SUPPLIED PASSAGE:
How do we define “healthy?”

One major roadblock is that the definition of healthy depends on who you ask and what studies are quoted, no matter the quality of the studies. Let’s start with the government guidelines, which are compiled and published, after much deliberation, by some of the brightest minds in the world. It is also important to note that they must balance their recommendations with livability. They nonetheless receive much criticism by health care professionals and lay people alike, many in both camps complaining that the guidelines do not go far enough. And yet our guess is that the eating habits of most of the critics fall short of these very guidelines.

A briefer summary of the Dietary Guidelines for Americans 2015-2020

MyPlateA quick glance at these guidelines reveals a 70% plant-based diet (the protein section is divided into animal-based and plant-based sources such as legumes and nuts/seeds). However, since the guidelines recommend that half our grains be whole, and that an option for the fruit group is 100% juice (not really healthy), it’s really about a 50% healthily-prepared plant-based diet.

The question is, “Is this enough to accomplish our goals?” Almost everyone agrees that eating more plants would improve our health – after all, they have the greatest nutrient density. Plus, the generally low-caloric density allows one to eat more food – as long as it is prepared (as should be our goal with all food) in a healthy fashion, i.e., without processing the healthy stuff out, frying, or adding oil, sugar, or butter

We at Project 20Teen also recommend a 70% plant-based diet, but our guidelines are a little different:

We also have five categories. Two are the same (fruits and vegetables), two are similar (grains and protein), and the last is different. A few qualifiers: First, it does not matter what kind of plant it is, as long as it is the whole plant and it is prepared healthily. In other words, potatoes are just fine, as long as they are not deep-fried, which is how 50% of all potatoes are consumed in America. And, why not make all your grains whole? The protein section is also divided into plant and animal sources, but we specify that the animal protein have good fats, i.e., fatty seafood.

All other foods fall into the “whatever” section – not meaning that there is no nutritional value in them – just that they are lower in nutrient density and more addicting. Nonetheless, we encourage you to try to prepare those foods as healthily as possible, too.

DATA FOR ANALYSIS:
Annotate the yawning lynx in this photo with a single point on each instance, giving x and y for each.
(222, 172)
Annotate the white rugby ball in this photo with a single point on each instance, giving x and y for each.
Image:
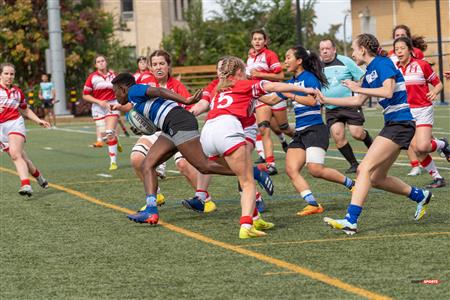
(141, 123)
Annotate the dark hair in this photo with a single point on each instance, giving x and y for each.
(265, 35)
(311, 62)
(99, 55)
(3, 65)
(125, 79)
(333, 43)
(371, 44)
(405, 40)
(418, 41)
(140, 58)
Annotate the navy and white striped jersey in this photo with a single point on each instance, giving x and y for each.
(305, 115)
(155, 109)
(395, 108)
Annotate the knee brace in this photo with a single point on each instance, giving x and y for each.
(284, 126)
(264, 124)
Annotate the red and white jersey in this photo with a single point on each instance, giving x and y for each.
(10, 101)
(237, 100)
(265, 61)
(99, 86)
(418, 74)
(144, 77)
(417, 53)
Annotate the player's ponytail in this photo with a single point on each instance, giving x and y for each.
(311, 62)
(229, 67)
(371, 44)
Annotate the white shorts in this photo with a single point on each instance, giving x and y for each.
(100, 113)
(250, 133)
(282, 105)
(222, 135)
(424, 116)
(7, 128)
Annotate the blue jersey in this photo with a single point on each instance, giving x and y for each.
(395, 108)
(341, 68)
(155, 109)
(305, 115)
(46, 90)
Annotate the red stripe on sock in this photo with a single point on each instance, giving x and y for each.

QUESTIONS:
[a] In the passage on defining healthy, rewrite the part that opens with the words containing "How do we define" and closes with "these very guidelines.", changing "guidelines" to "rules".
[b] Translate this sentence from the passage on defining healthy into Spanish: "Almost everyone agrees that eating more plants would improve our health – after all, they have the greatest nutrient density."
The items are separate material, apart from the passage on defining healthy.

ANSWERS BY TASK:
[a]
How do we define “healthy?”

One major roadblock is that the definition of healthy depends on who you ask and what studies are quoted, no matter the quality of the studies. Let’s start with the government rules, which are compiled and published, after much deliberation, by some of the brightest minds in the world. It is also important to note that they must balance their recommendations with livability. They nonetheless receive much criticism by health care professionals and lay people alike, many in both camps complaining that the rules do not go far enough. And yet our guess is that the eating habits of most of the critics fall short of these very rules.

[b] Casi todos están de acuerdo en que comer más plantas mejoraría nuestra salud – después de todo, tienen la mayor densidad de nutrientes.